Data for analysis |

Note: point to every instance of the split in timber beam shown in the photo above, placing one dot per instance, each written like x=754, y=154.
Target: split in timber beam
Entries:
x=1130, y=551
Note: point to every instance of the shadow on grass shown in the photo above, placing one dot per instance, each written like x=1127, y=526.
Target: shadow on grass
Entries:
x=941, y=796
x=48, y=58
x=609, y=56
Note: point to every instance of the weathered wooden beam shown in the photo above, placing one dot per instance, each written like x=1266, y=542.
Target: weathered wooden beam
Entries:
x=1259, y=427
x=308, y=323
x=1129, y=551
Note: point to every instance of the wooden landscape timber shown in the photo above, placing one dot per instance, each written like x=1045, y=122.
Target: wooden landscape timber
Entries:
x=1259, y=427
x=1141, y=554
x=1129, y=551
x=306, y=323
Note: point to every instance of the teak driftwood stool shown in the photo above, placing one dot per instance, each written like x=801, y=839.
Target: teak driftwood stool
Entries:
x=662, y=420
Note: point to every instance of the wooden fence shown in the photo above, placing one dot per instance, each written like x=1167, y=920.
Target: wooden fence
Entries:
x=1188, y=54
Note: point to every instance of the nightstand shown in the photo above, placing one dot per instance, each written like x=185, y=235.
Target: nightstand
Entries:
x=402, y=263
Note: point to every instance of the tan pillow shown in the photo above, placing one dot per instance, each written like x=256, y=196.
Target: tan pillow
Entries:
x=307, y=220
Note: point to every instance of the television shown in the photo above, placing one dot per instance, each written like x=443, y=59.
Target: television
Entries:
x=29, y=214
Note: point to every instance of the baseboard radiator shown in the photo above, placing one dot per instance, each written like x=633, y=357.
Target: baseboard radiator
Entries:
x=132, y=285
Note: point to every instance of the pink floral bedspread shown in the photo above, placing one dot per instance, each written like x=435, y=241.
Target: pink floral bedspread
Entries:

What the task requires | Each line of the material above must be reproduced exactly.

Finished task |
Note: point to every instance of the split in timber beam shown in the photo above, placing one dot per instance, each written like x=754, y=154.
Target: split in timber beam
Entries:
x=1130, y=551
Note: point to every instance of the shadow on grass shown in the photo above, placing one dot per instance, each written like x=1127, y=526.
Target: shadow on grass
Entries:
x=941, y=796
x=48, y=58
x=609, y=56
Note: point to every instance of the weathered wooden beam shown in the photo above, placing one dot per instance, each written like x=1266, y=542.
Target: weathered wooden beam
Entries:
x=1259, y=427
x=308, y=323
x=1129, y=551
Note: point to every instance of the wooden landscape timber shown in the photo above, placing one dot per instance, each written like x=1045, y=122.
Target: wooden landscape timber
Entries:
x=1259, y=427
x=1141, y=554
x=1129, y=551
x=306, y=323
Note: point to every instance of the teak driftwood stool shown in the photo above, placing one dot per instance, each written like x=801, y=839.
Target: teak driftwood stool
Entries:
x=662, y=420
Note: point to every instance of the wooden fence shown in the photo above, placing one dot per instance, each written like x=1167, y=920.
Target: wooden fence
Entries:
x=1188, y=54
Note: point to every instance of the nightstand shown in the photo above, placing one dot per instance, each written like x=185, y=235.
Target: nightstand
Entries:
x=402, y=263
Note: point to every instance of the tan pillow shown in the photo above, placing one dot per instance, each written like x=256, y=196.
Target: tan pillow
Entries:
x=307, y=220
Note: point to every instance of the television shown in the photo above, placing one dot per instance, each written like x=443, y=59.
Target: television
Entries:
x=29, y=214
Note: point to every instance of the baseboard radiator shown in the photo above, placing one dot per instance, each written like x=633, y=357.
Target: baseboard radiator
Entries:
x=132, y=285
Note: point to every instance of the pink floral bedspread shown in the photo above, placing one dot per instance, each written like x=435, y=241.
Target: pink floral bedspread
Entries:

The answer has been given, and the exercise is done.